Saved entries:
----
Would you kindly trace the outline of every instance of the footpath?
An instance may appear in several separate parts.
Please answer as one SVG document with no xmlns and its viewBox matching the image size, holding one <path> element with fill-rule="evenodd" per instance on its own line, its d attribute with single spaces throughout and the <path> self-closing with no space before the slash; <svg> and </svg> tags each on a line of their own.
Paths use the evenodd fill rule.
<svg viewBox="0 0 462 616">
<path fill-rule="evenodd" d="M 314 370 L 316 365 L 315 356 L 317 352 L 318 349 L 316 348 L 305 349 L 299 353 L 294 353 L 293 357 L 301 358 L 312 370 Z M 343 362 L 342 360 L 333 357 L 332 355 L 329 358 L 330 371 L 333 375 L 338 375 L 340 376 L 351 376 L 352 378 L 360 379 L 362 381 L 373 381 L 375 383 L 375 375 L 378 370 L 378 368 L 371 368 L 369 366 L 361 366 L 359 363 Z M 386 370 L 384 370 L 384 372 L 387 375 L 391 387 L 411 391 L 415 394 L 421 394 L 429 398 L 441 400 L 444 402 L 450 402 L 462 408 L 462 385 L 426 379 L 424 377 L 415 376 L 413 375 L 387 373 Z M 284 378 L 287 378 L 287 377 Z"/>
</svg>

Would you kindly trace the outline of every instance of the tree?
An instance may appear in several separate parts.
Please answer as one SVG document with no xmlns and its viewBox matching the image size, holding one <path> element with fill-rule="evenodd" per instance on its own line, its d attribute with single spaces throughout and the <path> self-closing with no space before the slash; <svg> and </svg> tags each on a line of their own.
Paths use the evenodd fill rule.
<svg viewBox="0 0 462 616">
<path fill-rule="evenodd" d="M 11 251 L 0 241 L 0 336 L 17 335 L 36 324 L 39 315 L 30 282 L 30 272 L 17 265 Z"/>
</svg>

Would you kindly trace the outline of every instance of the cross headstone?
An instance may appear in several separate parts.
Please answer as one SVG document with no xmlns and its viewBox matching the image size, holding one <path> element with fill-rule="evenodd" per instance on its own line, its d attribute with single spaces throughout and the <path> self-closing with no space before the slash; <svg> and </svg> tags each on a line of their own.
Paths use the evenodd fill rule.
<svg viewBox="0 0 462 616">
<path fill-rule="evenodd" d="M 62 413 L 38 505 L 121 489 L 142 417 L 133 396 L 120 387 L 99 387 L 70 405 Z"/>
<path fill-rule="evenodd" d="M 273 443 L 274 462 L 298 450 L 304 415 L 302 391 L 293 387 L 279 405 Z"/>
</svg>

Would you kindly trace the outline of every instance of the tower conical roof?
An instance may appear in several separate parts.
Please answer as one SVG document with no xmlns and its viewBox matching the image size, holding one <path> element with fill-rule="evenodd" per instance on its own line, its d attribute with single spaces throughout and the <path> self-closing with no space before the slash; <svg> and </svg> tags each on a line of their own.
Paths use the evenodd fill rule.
----
=== TASK TO COMPLETE ===
Rewrite the records with "every instance" swapped for "each instance" wherever it occurs, keeping everything else unchanged.

=== WRITTEN ANSWER ===
Would you kindly trace the outline of each instance of the footpath?
An instance may appear in several separate parts.
Please answer as one SVG document with no xmlns and its viewBox matching the image size, holding one <path> element with fill-rule="evenodd" per instance on its own line, its d attribute with single spaces throughout and the <path> self-closing with no space before the slash; <svg> and </svg> tags each on a line of their own.
Paths use the evenodd fill rule.
<svg viewBox="0 0 462 616">
<path fill-rule="evenodd" d="M 314 370 L 316 365 L 315 356 L 317 352 L 318 349 L 316 348 L 305 349 L 299 353 L 294 353 L 293 357 L 301 358 L 312 370 Z M 343 362 L 342 360 L 333 357 L 332 355 L 329 358 L 330 371 L 333 375 L 338 375 L 340 376 L 351 376 L 352 378 L 360 379 L 362 381 L 373 381 L 375 383 L 375 375 L 378 370 L 378 368 L 371 368 L 369 366 L 361 366 L 359 363 Z M 386 370 L 384 370 L 384 372 L 387 375 L 391 387 L 411 391 L 415 394 L 421 394 L 429 398 L 441 400 L 444 402 L 450 402 L 462 408 L 462 385 L 426 379 L 424 377 L 415 376 L 413 375 L 387 373 Z M 284 378 L 287 378 L 287 377 Z"/>
</svg>

Would you kindly trace the outline of each instance of the tree?
An instance may appear in several separate parts.
Please answer as one SVG document with no xmlns and its viewBox matching the image size, holding one <path> element with fill-rule="evenodd" per instance on its own line, its d attribute with single spaces throughout and the <path> self-closing with no space before the slash; <svg> and </svg> tags each on a line of their own.
Paths use the evenodd fill rule.
<svg viewBox="0 0 462 616">
<path fill-rule="evenodd" d="M 11 251 L 0 241 L 0 336 L 17 335 L 36 324 L 39 315 L 30 282 L 30 272 L 17 265 Z"/>
</svg>

Would you kindly trace the outline of each instance of the cross headstone?
An instance may appear in several separate parts.
Please answer as one SVG document with no xmlns and its viewBox matching the image size, holding one <path> element with fill-rule="evenodd" per instance on its own line, its d attribute with single spaces throughout and the <path> self-closing with no space before the slash; <svg> and </svg> tags each on a line of their own.
Paths use the evenodd fill rule.
<svg viewBox="0 0 462 616">
<path fill-rule="evenodd" d="M 62 413 L 38 505 L 121 489 L 142 417 L 133 396 L 120 387 L 99 387 L 70 405 Z"/>
<path fill-rule="evenodd" d="M 273 443 L 274 462 L 298 450 L 304 415 L 302 391 L 293 387 L 279 405 Z"/>
</svg>

Would you kindly trace the outline of each instance of the tower conical roof?
An instance may appear in several separate parts.
Please answer as one SVG document with no xmlns and its viewBox matching the image size, holding one <path> element with fill-rule="evenodd" per instance on its own line, its d attribute with single spaces throughout and the <path> self-closing with no space before the slash; <svg> and </svg> tags each on a line of their own.
Paths use the evenodd fill rule.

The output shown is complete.